**ABOUT THIS TASK:** Using the data that follows, return exactly the lines from the one that contains "[ ] one point per instance of the blue" through the one that contains "Target: white spotlight", ends included.

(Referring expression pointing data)
################

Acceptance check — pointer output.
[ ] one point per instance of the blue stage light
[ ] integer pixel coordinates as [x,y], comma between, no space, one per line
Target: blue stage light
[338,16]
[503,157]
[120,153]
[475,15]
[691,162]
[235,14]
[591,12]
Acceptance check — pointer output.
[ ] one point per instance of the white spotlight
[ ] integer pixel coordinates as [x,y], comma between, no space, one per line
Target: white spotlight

################

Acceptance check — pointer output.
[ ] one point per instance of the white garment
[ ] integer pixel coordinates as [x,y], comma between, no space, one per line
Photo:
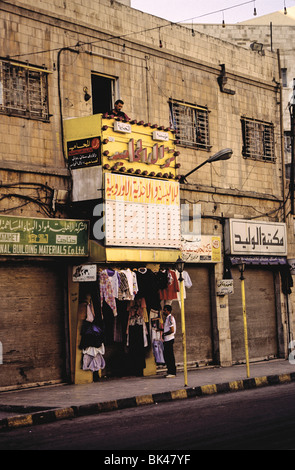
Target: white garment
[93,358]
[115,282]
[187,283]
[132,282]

################

**RESPONSE FOR THIS EXERCISE:**
[ ] one point per instance of the blue stage light
[ ] integer pixel coordinates as [x,y], comma between, no space, one per line
Target: blue stage light
[338,16]
[503,157]
[120,153]
[475,15]
[691,162]
[235,14]
[591,12]
Acceptance check — pointer output.
[ ] one point per instance of the white spotlight
[ ] integer pixel coordinates as [x,y], comma between, no space, one per line
Target: white spotlight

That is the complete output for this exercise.